> WHAT TO PRODUCE: Where does the string "fruit" appear in the listing below? Copy every line where it does.

> DATASET RECORDS:

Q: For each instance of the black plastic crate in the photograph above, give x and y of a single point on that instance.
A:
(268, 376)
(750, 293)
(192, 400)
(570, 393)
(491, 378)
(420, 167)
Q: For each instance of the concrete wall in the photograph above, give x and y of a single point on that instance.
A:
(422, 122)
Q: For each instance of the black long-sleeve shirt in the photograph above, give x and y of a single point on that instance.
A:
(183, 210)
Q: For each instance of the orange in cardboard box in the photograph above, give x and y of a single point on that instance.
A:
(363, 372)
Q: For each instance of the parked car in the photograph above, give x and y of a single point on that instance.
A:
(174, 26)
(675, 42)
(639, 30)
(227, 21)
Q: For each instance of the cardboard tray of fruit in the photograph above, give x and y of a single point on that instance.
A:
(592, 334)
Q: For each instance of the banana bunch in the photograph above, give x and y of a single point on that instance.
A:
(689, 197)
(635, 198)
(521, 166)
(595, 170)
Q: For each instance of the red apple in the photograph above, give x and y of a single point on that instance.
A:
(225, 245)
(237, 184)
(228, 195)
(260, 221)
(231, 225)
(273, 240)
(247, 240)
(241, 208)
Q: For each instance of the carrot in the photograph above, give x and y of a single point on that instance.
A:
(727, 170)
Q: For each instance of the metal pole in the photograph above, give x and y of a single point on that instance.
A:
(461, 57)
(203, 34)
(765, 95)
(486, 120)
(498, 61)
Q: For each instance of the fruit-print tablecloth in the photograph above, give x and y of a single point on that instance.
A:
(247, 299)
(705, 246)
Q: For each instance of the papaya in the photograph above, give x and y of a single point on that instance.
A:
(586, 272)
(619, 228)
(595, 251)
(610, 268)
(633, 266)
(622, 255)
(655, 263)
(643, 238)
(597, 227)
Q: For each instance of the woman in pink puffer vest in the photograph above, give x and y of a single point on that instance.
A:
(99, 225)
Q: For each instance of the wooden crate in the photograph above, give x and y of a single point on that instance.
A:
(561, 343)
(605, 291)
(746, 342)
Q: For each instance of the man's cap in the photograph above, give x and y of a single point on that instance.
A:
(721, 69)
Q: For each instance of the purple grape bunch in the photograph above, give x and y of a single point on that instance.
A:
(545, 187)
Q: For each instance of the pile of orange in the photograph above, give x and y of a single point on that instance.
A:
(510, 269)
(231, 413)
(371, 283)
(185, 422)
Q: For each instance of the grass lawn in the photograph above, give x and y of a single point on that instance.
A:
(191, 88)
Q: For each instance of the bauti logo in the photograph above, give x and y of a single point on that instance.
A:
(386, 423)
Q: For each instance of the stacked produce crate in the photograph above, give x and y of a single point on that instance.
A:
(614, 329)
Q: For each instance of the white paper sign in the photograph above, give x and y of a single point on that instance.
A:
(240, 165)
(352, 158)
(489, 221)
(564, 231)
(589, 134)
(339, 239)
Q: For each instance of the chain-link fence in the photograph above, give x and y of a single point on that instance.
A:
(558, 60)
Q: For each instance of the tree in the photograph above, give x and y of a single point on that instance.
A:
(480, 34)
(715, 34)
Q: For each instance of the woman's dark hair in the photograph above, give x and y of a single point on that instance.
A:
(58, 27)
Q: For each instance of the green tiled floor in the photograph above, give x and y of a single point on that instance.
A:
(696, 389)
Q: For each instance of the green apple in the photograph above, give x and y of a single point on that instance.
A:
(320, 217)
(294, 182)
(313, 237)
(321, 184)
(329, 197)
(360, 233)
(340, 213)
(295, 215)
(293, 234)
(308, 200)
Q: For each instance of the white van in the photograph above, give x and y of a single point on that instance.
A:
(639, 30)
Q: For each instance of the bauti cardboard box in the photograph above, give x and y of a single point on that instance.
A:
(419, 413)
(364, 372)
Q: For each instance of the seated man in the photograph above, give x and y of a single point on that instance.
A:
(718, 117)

> SOLUTION FOR THIS EXERCISE:
Q: For each instance of the cardboard tray of fruit in the photograph above, give x and y of a single point on that instance.
Q: For each instance of the fruit-print tablecloth in the photograph above, give x and y of a single point on that instance.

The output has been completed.